▶ _Short problem_: Reproduce, with no changes, the lines from the one that contains "Scouting task: drop one point on every instance of the large" through the one that contains "[(94, 147)]", including both of those lines.

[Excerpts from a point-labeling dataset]
■ ■ ■ ■

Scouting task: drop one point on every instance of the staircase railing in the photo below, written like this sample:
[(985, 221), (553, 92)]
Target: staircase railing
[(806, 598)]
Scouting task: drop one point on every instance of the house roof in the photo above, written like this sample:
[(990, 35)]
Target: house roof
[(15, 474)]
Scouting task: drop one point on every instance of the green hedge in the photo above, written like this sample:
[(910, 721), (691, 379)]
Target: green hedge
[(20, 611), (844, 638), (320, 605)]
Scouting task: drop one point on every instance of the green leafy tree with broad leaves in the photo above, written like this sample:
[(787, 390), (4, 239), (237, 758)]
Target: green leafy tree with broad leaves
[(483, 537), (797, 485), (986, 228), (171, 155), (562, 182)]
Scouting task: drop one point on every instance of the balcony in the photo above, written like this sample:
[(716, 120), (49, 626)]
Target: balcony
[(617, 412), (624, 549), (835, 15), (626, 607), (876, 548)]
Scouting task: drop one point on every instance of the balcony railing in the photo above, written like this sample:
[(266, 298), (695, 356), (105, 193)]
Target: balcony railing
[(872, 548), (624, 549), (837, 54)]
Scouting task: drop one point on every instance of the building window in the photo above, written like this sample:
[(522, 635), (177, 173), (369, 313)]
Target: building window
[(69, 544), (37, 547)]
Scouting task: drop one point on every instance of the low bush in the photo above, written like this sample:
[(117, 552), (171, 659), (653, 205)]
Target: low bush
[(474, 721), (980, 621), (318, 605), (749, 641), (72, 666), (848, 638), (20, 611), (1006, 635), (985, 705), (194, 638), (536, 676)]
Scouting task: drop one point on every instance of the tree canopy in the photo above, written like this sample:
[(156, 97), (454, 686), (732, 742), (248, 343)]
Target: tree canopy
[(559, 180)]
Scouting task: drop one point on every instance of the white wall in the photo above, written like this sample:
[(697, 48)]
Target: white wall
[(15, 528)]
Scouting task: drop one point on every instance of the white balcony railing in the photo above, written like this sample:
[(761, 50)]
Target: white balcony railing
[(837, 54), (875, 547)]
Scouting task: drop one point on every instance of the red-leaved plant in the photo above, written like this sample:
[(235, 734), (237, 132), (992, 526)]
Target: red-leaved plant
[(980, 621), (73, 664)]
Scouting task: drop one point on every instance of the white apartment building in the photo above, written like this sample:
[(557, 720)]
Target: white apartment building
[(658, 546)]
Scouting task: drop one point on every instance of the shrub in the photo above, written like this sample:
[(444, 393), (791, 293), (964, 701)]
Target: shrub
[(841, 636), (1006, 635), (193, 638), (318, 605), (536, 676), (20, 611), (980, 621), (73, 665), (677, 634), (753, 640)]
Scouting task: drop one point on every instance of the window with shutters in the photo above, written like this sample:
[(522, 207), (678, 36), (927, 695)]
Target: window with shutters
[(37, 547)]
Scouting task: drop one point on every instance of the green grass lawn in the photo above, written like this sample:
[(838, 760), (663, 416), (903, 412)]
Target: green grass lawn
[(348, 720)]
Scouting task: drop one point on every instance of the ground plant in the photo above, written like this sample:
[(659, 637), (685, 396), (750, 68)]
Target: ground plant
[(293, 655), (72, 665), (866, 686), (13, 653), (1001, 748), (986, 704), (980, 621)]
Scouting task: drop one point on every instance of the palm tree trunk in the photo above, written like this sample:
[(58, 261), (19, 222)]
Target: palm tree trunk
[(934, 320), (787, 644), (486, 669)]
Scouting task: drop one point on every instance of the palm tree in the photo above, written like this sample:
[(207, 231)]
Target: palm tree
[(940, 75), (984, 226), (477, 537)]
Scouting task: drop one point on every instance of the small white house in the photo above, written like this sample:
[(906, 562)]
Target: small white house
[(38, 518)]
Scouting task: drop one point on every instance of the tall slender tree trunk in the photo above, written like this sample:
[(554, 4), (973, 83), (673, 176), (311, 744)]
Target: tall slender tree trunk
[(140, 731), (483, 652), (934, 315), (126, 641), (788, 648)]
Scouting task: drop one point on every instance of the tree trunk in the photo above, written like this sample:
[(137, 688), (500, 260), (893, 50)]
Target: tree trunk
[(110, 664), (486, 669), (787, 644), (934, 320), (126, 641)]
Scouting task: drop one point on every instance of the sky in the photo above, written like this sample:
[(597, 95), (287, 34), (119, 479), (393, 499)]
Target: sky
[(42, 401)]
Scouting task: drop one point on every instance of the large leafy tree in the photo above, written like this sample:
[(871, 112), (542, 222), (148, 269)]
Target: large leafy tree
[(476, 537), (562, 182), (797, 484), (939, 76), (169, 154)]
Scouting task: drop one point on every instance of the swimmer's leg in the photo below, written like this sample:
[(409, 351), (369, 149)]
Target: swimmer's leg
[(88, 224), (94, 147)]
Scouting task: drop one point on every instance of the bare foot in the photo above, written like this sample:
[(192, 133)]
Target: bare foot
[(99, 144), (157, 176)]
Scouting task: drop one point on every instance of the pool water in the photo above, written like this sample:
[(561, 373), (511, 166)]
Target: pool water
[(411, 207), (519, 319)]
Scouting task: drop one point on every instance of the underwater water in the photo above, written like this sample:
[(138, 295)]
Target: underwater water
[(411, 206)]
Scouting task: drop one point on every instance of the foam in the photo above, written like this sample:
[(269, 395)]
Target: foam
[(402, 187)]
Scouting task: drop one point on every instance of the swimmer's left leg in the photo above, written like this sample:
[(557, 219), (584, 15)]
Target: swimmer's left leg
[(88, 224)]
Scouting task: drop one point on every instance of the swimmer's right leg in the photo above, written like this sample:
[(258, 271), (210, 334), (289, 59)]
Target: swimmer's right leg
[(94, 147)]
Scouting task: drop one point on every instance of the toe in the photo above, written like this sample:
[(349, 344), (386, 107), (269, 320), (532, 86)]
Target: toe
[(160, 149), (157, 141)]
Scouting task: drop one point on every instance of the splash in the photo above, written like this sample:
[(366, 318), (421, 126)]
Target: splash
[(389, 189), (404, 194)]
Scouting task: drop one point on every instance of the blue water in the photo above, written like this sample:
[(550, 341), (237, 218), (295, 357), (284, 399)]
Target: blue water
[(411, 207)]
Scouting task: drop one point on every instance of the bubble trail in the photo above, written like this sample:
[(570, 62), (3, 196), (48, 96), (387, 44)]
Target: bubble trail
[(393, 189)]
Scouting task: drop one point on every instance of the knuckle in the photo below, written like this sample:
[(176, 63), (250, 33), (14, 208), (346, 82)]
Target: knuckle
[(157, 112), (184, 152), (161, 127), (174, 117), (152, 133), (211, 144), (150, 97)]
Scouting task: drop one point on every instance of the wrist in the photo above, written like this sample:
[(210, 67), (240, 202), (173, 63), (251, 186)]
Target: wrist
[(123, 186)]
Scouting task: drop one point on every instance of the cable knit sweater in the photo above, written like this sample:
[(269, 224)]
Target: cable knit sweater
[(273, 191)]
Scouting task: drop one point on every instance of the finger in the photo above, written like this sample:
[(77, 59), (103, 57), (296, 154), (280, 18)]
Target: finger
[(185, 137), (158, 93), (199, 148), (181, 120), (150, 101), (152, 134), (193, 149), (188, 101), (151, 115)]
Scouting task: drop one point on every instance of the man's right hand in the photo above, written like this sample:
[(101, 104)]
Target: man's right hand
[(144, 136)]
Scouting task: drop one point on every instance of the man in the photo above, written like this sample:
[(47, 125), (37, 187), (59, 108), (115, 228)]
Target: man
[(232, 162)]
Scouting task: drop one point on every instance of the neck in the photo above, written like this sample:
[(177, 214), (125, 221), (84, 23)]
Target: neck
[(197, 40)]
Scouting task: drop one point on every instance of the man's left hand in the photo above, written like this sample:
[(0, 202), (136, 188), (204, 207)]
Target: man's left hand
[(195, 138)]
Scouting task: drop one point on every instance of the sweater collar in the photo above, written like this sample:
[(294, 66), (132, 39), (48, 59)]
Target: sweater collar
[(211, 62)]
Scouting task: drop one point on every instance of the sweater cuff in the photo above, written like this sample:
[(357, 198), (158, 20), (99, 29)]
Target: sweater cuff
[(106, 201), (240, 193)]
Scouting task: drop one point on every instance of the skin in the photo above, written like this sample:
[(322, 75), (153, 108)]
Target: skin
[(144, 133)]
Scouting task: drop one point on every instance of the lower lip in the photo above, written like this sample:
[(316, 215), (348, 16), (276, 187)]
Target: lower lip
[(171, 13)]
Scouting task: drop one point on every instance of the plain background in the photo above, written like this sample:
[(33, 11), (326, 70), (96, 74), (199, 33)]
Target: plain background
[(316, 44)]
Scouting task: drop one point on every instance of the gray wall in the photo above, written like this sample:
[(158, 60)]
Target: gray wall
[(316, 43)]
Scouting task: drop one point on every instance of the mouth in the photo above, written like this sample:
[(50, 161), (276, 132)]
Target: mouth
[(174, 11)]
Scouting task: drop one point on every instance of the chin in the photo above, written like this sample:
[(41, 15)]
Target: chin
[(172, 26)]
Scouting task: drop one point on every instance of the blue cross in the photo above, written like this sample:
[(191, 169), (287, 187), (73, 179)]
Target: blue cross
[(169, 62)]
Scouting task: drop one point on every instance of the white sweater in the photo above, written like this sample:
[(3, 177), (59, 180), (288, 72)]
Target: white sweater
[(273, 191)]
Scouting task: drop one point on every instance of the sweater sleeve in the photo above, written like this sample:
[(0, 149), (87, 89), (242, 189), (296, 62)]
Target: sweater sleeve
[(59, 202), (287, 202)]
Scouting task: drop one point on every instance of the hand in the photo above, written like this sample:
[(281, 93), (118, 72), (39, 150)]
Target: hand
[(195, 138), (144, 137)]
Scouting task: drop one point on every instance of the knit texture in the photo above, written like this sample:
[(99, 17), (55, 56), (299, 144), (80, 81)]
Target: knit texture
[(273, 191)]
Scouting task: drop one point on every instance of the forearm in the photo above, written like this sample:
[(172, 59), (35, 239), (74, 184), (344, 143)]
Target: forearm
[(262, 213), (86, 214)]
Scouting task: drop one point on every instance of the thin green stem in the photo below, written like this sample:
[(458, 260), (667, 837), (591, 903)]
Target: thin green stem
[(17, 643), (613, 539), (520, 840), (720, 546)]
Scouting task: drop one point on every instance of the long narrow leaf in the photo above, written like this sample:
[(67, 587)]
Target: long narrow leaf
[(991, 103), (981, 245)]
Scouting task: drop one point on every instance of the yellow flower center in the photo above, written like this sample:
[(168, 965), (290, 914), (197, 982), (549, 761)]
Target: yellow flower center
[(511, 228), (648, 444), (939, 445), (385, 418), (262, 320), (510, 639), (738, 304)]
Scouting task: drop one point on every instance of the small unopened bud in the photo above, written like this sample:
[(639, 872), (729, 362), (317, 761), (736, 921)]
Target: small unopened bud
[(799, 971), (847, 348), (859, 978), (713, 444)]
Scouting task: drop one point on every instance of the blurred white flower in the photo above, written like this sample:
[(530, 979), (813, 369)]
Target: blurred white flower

■ ■ ■ ■

▶ _Correct answer_:
Scouting task: drop one point on every instance of the large leafy tree in the photo above, written like this sample:
[(871, 112), (542, 222), (148, 269)]
Target: large leafy tree
[(476, 537), (562, 182), (797, 484), (939, 76), (169, 154)]
Scouting task: drop one point on every instance of the swimmer's leg in the photo below, written like this sample:
[(409, 351), (369, 149)]
Target: swimmer's leg
[(88, 224), (94, 147)]
Scouting task: drop one point on every instance of the bare foot in the photo above, written like this sample:
[(192, 133)]
Target: bare foot
[(99, 144), (157, 176)]
Scouting task: drop one point on every instance of the pool water in the photo above, written like this sample:
[(561, 373), (511, 166)]
Target: pool water
[(411, 207), (519, 319)]
Scouting task: drop one point on every instance of the underwater water in the photo above, written like this sample:
[(138, 295)]
Target: underwater water
[(411, 206)]
Scouting task: drop one point on every instance of the foam in the photo above, written like this sample:
[(269, 395)]
Target: foam
[(402, 187)]
Scouting task: drop one point on every instance of the swimmer's left leg in the photo above, written like this sample:
[(557, 219), (584, 15)]
Target: swimmer's left leg
[(88, 224)]
Scouting task: drop one point on every instance of the swimmer's right leg in the photo above, written like this sample:
[(258, 271), (210, 334), (289, 59)]
Target: swimmer's right leg
[(94, 147)]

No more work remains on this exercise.